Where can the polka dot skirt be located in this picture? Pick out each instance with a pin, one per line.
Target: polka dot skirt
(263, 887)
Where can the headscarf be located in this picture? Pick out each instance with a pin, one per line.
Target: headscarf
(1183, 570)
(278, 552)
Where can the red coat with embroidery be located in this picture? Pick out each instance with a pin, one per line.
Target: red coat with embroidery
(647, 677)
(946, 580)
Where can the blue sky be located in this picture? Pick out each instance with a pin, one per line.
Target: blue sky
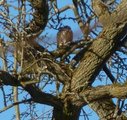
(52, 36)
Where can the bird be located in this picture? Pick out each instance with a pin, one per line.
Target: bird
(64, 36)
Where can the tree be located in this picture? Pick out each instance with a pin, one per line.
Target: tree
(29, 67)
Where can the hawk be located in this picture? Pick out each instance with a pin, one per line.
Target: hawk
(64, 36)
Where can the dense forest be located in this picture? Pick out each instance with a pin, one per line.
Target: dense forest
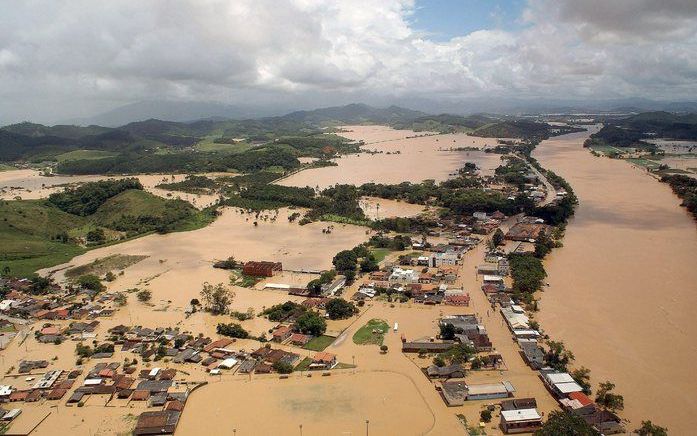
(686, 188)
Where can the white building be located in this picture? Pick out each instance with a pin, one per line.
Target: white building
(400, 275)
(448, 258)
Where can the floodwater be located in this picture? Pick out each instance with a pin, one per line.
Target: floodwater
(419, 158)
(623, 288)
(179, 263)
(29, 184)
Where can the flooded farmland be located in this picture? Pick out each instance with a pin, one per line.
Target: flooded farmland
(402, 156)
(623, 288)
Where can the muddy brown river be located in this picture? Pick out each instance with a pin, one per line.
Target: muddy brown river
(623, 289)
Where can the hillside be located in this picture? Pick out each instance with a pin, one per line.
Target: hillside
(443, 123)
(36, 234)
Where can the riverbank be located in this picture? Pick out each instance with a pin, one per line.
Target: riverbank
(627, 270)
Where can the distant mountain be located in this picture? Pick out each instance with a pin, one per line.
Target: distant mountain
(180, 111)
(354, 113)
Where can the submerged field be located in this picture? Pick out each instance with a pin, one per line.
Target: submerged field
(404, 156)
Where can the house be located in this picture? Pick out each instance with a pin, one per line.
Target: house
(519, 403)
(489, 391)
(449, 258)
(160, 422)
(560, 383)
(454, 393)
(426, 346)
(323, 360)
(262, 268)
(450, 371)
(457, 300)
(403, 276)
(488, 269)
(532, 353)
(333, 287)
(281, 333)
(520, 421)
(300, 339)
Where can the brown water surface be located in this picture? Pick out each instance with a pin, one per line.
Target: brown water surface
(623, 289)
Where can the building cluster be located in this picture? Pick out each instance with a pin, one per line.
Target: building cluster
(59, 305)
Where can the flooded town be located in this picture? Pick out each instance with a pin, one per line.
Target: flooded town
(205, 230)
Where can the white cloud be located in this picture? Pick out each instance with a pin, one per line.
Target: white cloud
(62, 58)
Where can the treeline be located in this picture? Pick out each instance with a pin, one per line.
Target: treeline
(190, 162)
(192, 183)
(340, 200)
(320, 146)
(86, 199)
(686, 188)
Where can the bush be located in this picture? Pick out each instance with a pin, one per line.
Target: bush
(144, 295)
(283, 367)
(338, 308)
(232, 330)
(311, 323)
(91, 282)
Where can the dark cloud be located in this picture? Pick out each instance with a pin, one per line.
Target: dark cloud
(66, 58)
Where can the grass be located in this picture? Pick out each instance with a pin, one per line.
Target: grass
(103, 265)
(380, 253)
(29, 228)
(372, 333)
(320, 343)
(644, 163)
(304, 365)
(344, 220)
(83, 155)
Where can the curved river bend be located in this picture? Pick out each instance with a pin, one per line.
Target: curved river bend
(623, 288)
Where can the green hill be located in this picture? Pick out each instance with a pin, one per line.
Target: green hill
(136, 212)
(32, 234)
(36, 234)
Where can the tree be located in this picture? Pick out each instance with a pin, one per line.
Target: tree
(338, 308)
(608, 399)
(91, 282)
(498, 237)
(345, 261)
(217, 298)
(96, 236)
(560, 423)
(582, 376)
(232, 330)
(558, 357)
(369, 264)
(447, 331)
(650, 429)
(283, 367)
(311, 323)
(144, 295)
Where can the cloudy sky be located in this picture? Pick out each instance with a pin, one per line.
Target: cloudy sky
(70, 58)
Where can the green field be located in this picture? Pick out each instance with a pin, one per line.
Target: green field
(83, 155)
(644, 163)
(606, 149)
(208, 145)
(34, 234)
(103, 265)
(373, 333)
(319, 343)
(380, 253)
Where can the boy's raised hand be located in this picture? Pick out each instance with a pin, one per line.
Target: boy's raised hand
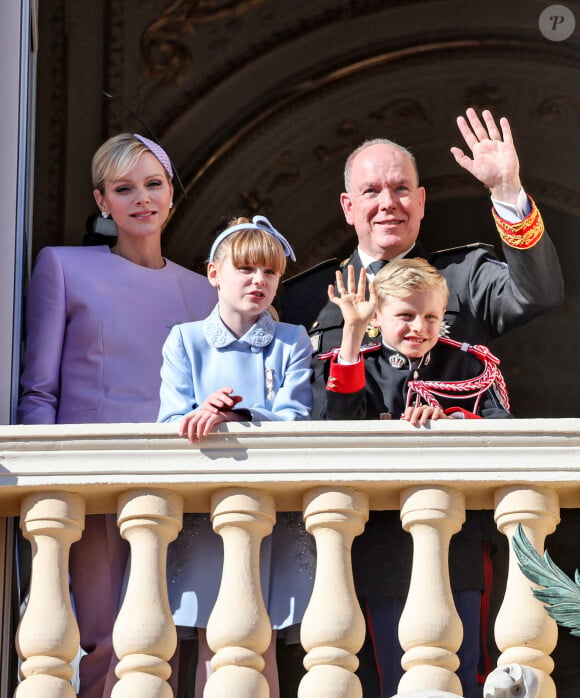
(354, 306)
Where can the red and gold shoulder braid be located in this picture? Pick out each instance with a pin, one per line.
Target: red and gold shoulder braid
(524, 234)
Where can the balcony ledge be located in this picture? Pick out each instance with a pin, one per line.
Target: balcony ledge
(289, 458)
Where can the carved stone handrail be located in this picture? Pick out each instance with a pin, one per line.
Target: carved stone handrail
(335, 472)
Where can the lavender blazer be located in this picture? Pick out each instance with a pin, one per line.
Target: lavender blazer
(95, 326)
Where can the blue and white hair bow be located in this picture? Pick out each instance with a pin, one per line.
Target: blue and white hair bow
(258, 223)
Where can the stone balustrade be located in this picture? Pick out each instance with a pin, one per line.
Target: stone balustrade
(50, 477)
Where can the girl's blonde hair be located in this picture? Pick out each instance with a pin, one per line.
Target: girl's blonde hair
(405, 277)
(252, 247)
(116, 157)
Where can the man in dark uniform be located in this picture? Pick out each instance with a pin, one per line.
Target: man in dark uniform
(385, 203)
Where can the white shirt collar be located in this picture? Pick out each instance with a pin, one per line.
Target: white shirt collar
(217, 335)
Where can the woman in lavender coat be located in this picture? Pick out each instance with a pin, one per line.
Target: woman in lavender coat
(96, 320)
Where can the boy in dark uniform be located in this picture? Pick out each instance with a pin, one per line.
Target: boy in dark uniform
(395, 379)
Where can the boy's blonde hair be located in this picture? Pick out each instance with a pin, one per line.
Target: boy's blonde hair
================================
Work to do:
Without the pictures, restate all of the entries above verbatim.

Solution to this task:
Where can the polka dot skirt be located in this picture? Pick out each instance with a pin, one per line.
Target: polka dot skirt
(263, 887)
Where can the headscarf be located in this picture? Pick out each instance with a pin, one per line.
Target: headscarf
(1183, 570)
(278, 552)
Where can the red coat with embroidery be located in this picture? Pick out each instance with a pin, one per line.
Target: red coat with embroidery
(647, 677)
(946, 580)
Where can the blue sky be located in this picture? Pick out each instance with a pin, one per line.
Target: blue sky
(52, 36)
Where can the bird be located in this picture? Pick out each instance with a pin, one per line.
Target: bird
(64, 36)
Where can the tree be located in this picture? Pick out each instance with a pin, one per line.
Target: tree
(29, 67)
Where can the hawk be located in this picture? Pick out each instance with a pin, one per line.
Target: hawk
(64, 36)
Where can the dense forest be located in this picture? Pick out each instance with a pin, one per line.
Target: dense forest
(686, 188)
Where can the white building be located in this picture? Pick out each instance with a pin, one per line.
Target: white building
(400, 275)
(448, 258)
Where can the floodwater be located in this picture? Pick out each instance with a pin, one per line.
Target: floodwater
(419, 158)
(623, 288)
(179, 263)
(29, 184)
Where can the flooded farmland be located in this picture? Pick out each instance with a pin, one per line.
Target: flooded farmland
(402, 156)
(623, 288)
Where can the muddy brown river be located in this picture? Pick out each instance with a pin, one per line.
Target: muddy brown river
(623, 289)
Where can the hillside be located in this picture? Pick out each instance with a pin, one per line.
Target: hillside
(443, 123)
(36, 234)
Where can the riverbank be located in this picture? Pick out each instance with a pin, one per line.
Target: riverbank
(627, 270)
Where can the distant mountain be located in this picture? Pick out each instance with a pin, one per line.
Target: distant mountain
(180, 111)
(354, 113)
Where can the submerged field be located in this picture? Pick out each instance with a pin, one per line.
Target: submerged field
(404, 156)
Where can the house be located in this picture? Pick out each instance with a pin, one per line.
Target: house
(519, 403)
(489, 391)
(449, 258)
(160, 422)
(560, 383)
(454, 393)
(426, 346)
(323, 360)
(262, 268)
(450, 371)
(457, 300)
(403, 276)
(488, 269)
(532, 353)
(333, 287)
(281, 333)
(520, 421)
(300, 339)
Where can the brown water surface be located in this picture? Pick out each instance with a pin, one per line.
Target: brown water surface
(623, 289)
Where can the building cluster be located in this picture? Pick out each instance with a pin, one per line.
Target: building cluster
(59, 305)
Where can the flooded town be located in this picture? Pick out each instance with a pin, one per line.
Target: flooded town
(205, 230)
Where can the white cloud be located in this picture? Pick out each instance with a pin, one per line.
Target: white cloud
(62, 58)
Where can the treeline be located in this picture? Pick out each instance with a pin, one per line.
Target: treeline
(190, 162)
(192, 183)
(340, 200)
(320, 146)
(86, 199)
(686, 188)
Where can the bush be located in this picture? Pick out each instance with a pin, one per line.
Target: bush
(144, 295)
(283, 367)
(338, 308)
(232, 330)
(311, 323)
(91, 282)
Where can the dark cloud be located in this picture? Pick out each instance with a pin, one per line.
Target: dark cloud
(66, 58)
Where can the grass be located in this picture? Pick out each instance with a pin, one per line.
Target: grass
(103, 265)
(380, 253)
(29, 228)
(372, 333)
(320, 343)
(644, 163)
(304, 365)
(344, 220)
(83, 155)
Where can the curved river bend be located in this picture? Pick out each instance with a pin, one per line.
Target: curved river bend
(623, 288)
Where can the green hill be located in this picture? Pick out each instance with a pin, one per line.
Target: green hill
(136, 212)
(32, 234)
(36, 234)
Where can the tree be located in this picture? Pick out each instance with a pin, one per line.
Target: tree
(338, 308)
(608, 399)
(91, 282)
(498, 237)
(345, 261)
(217, 298)
(96, 236)
(560, 423)
(582, 376)
(232, 330)
(558, 357)
(369, 264)
(447, 331)
(650, 429)
(283, 367)
(311, 323)
(144, 295)
Where can the cloudy sky be located in this picture? Pick out each instance with a pin, one per line.
Target: cloudy sky
(70, 58)
Where can the green field be located in this picture? Pick out each instance with a pin, one per line.
Target: green field
(83, 155)
(644, 163)
(606, 149)
(208, 145)
(34, 234)
(103, 265)
(373, 333)
(319, 343)
(380, 253)
Where can the boy's raised hand be located in this picture? Pick out each instance with a pin, one per line.
Target: boy's raised hand
(354, 306)
Where can the red and gold shoulder braid be located in this picture? Pick out each instance with a pin, one per line.
Target: red and gold shoulder braid
(524, 234)
Where can the balcony ledge be located in this picture? Pick out each instance with a pin, one per line.
Target: balcony ledge
(289, 458)
Where can the carved stone handrail be located in this picture? Pick out each instance with a pin, one per line.
Target: carved stone handrail
(335, 472)
Where can the lavender blazer be located in this picture? Pick out each instance with a pin, one per line.
Target: lavender blazer
(95, 326)
Where can the blue and white hair bow be located in this picture? Pick out each instance with a pin, one per line.
Target: blue and white hair bow
(258, 223)
Where can the stone balustrade be located in this picture? Pick out each instance with a pin, one per line.
Target: stone balustrade
(50, 477)
Where can the girl's blonde hair be located in this picture? Pick out each instance with a pin, one per line.
Target: girl's blonde hair
(405, 277)
(252, 247)
(116, 157)
Where can the man in dark uniform be located in this picture? Pick out each instance with a pin, one per line.
Target: man in dark uniform
(385, 203)
Where can the white shirt collar be located in this picture? Pick out each instance with a pin, one per line.
Target: white shirt collar
(217, 335)
Where can the woman in lavender coat be located in this picture? Pick out each instance with a pin, one per line.
Target: woman in lavender coat
(96, 320)
Where can the boy in dark uniform be located in this picture? Pick out each instance with a pin, one per line.
Target: boy in dark uniform
(395, 379)
Where can the boy's blonde hair be located in this picture? Pick out each instance with a pin, one per line.
Target: boy's blonde hair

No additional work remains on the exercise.